**Region outline entries:**
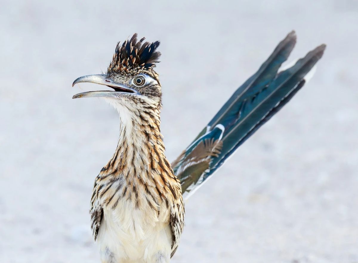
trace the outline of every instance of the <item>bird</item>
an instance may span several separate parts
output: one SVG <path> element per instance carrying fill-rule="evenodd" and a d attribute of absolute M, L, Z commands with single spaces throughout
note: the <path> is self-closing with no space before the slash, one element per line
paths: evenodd
<path fill-rule="evenodd" d="M 300 90 L 326 47 L 284 69 L 296 43 L 290 32 L 171 163 L 160 132 L 162 87 L 155 70 L 160 42 L 137 38 L 117 43 L 106 74 L 72 84 L 110 88 L 73 98 L 102 98 L 119 115 L 117 147 L 95 179 L 91 199 L 91 227 L 102 263 L 170 262 L 183 231 L 184 201 Z"/>

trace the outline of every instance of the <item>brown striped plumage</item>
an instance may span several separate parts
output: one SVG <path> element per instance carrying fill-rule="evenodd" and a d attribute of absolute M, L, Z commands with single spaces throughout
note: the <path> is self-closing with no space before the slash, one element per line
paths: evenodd
<path fill-rule="evenodd" d="M 93 235 L 103 263 L 169 262 L 184 225 L 180 182 L 160 131 L 161 88 L 153 69 L 159 42 L 144 40 L 137 41 L 135 34 L 118 43 L 106 74 L 75 81 L 114 89 L 78 97 L 105 97 L 120 117 L 117 146 L 96 179 L 91 202 Z"/>

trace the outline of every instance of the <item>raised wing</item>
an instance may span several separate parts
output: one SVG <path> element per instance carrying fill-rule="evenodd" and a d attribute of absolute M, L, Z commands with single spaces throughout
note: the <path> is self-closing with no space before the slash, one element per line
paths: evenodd
<path fill-rule="evenodd" d="M 292 31 L 173 162 L 184 199 L 303 86 L 305 76 L 322 57 L 325 45 L 316 48 L 292 67 L 278 73 L 296 42 Z"/>

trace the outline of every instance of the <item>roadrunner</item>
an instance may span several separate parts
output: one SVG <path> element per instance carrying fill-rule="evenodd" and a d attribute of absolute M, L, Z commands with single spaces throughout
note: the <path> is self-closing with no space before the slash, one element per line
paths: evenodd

**REQUIREMENT:**
Rescale the listing, starting at its first line and stopping after the line that contains "292 31 L 173": give those lines again, requests included, with every coordinate in the answer paths multiplied by 2.2 and rounded to a whole number, halves rounded up. Leave the pictures out of your answer.

**THE ANSWER:**
trace the outline of every instance of the <item>bird</item>
an instance may span several separate parts
output: one SVG <path> element per instance carrying fill-rule="evenodd" and a d attribute of absolute M, L, Z commands with single spaces throughout
note: the <path> is self-closing with no space before the slash, one element per line
paths: evenodd
<path fill-rule="evenodd" d="M 660 198 L 717 103 L 625 152 L 651 95 L 638 70 L 376 359 L 352 290 L 356 191 L 341 154 L 352 92 L 301 84 L 257 95 L 233 163 L 158 185 L 242 194 L 161 216 L 224 216 L 262 253 L 257 323 L 209 394 L 200 438 L 200 499 L 224 579 L 374 576 L 403 508 L 405 442 Z"/>

trace the outline of every instance of the <item>brown striped plumage</item>
an instance may span several separate parts
output: one SVG <path> element per instance carrying fill-rule="evenodd" and a d attribute of absolute M, L, Z commands with single spaces throughout
note: the <path> is self-closing with no space before the slash, one element per line
paths: evenodd
<path fill-rule="evenodd" d="M 205 517 L 227 579 L 372 576 L 405 495 L 396 400 L 352 288 L 354 194 L 337 152 L 350 92 L 317 88 L 301 90 L 297 75 L 260 95 L 233 163 L 165 178 L 251 196 L 172 213 L 231 213 L 264 257 L 257 321 L 211 394 L 200 444 Z"/>

trace the outline of every instance of the <item>raised wing</item>
an instance may span several separate parts
output: one SVG <path> element per instance carrying fill-rule="evenodd" and a d attribute of absolute M, L, Z commands with single spaces throughout
note: the <path> is self-closing with no space before the slash, one element per line
paths: evenodd
<path fill-rule="evenodd" d="M 642 68 L 381 356 L 405 438 L 667 189 L 671 167 L 708 125 L 715 99 L 695 106 L 642 147 L 612 161 L 651 92 Z"/>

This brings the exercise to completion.